◆ Data:
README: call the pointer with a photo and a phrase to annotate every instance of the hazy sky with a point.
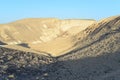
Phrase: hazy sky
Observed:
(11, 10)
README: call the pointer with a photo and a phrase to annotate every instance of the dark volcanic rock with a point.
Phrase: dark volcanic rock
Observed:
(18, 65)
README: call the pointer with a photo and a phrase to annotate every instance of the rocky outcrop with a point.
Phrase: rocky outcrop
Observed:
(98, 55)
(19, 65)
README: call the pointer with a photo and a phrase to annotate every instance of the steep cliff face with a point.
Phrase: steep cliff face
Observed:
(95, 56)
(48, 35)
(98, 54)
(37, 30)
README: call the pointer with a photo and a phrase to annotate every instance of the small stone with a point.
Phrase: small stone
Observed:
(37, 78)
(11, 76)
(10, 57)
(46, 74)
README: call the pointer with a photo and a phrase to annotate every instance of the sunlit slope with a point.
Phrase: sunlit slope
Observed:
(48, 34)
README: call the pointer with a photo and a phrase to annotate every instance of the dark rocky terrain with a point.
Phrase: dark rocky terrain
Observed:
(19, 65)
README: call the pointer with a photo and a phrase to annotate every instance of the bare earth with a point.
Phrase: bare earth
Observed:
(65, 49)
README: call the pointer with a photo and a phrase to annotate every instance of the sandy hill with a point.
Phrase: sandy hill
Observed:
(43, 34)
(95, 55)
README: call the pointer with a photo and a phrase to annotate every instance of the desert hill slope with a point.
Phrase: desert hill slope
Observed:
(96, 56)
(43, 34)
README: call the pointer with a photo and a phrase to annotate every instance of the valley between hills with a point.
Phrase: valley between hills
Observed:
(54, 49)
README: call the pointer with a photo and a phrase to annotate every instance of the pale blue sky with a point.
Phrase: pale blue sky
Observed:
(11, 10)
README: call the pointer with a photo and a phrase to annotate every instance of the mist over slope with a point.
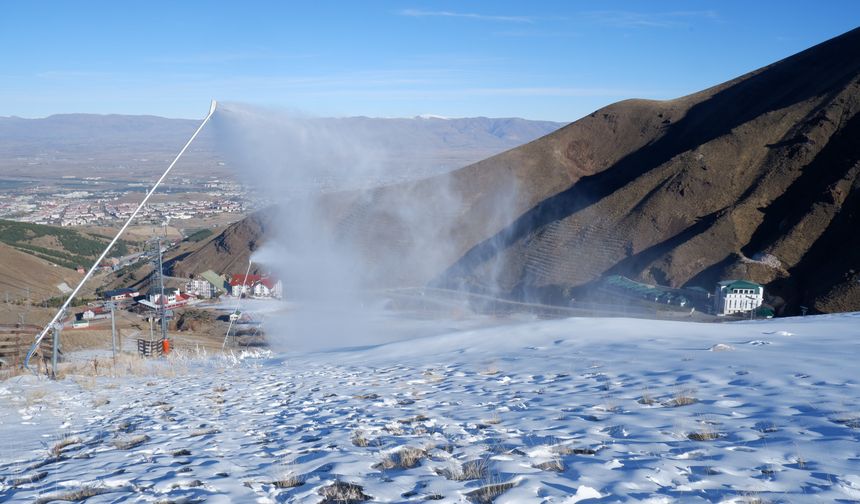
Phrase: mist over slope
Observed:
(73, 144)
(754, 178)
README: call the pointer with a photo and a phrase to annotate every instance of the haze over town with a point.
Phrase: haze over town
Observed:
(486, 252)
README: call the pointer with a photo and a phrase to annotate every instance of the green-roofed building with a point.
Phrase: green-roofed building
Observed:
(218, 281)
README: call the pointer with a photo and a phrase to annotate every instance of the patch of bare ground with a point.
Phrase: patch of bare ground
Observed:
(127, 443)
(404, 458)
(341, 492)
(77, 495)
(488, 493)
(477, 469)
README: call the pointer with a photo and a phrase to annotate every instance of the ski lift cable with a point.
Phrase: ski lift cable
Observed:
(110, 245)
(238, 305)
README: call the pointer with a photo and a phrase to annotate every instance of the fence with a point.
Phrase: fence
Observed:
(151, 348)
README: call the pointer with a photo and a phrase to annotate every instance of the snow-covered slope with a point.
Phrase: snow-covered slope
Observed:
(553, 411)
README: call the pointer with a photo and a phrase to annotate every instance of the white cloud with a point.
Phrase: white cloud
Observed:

◆ What to work on:
Your answer must be the lines from the one holding "Phrase: haze over town" to the end of the listing above, exactly as written and nothing else.

◆ Problem solution:
Phrase: haze over town
Observed:
(486, 252)
README: call the pointer with a photo and a phrase to annotate every instance of the green-roofed building with a point.
Phrase: green-roofed building
Observed:
(218, 281)
README: call the pointer with a photo and a phrase to annotate every instance of the patch of bare ground with a point.
Phrase: patch of bare ground
Observed:
(127, 443)
(404, 458)
(341, 492)
(77, 495)
(488, 493)
(477, 469)
README: call the pointer with a photo and a phrase to annotate every instance of the ski lift cable with a point.
Phrase: ski lift cable
Observed:
(110, 245)
(238, 305)
README: call the pointer with a photo and a phrase to annotate every instance of the fence with a point.
Phrase: fence
Observed:
(151, 348)
README: call the pointer with a photo and a phrase to annotate every instance of the snow-covered slope with a point.
Phrase: snow-covered slope
Observed:
(553, 411)
README: call the pointer with a photo and a phrase to annotate every instance of the white cloud with a point.
Phrase: white cloud
Observed:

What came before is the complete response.